> [DATASET EXCERPTS]:
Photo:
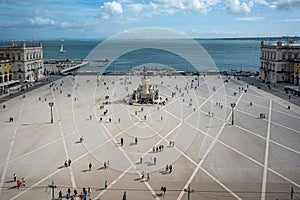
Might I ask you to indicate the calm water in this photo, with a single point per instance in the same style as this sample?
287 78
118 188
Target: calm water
227 54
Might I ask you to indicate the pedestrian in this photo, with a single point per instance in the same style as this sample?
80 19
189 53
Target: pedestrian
18 184
89 191
164 190
143 174
59 195
81 195
124 195
75 192
23 181
170 169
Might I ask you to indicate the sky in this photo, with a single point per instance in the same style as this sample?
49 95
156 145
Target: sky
99 19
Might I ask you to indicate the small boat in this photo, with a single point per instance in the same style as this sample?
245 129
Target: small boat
62 49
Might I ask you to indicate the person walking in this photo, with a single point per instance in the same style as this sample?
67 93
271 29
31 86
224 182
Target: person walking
18 184
75 192
170 169
124 195
59 195
23 181
143 174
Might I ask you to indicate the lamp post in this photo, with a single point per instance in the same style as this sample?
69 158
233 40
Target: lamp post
189 191
51 105
232 116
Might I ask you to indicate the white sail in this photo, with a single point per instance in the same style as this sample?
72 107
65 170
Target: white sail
62 49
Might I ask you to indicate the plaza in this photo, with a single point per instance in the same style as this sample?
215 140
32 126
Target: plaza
254 158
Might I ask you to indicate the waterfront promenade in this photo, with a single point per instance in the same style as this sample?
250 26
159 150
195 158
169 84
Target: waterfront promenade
255 158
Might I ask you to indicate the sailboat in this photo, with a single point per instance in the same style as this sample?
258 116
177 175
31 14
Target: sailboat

> [DIRECTIONS FOR THIS TASK]:
From the line containing "Target: waterfront promenade" down to the final line of the data, write out every line exactly; both the first and last of these belong in your answer, and nothing else does.

> [RESPONSE]:
Target: waterfront promenade
255 158
Might I ask you to indicate the sailboat in this photo, with a single point per instance in the same style as this sample?
258 116
177 175
31 14
Target: sailboat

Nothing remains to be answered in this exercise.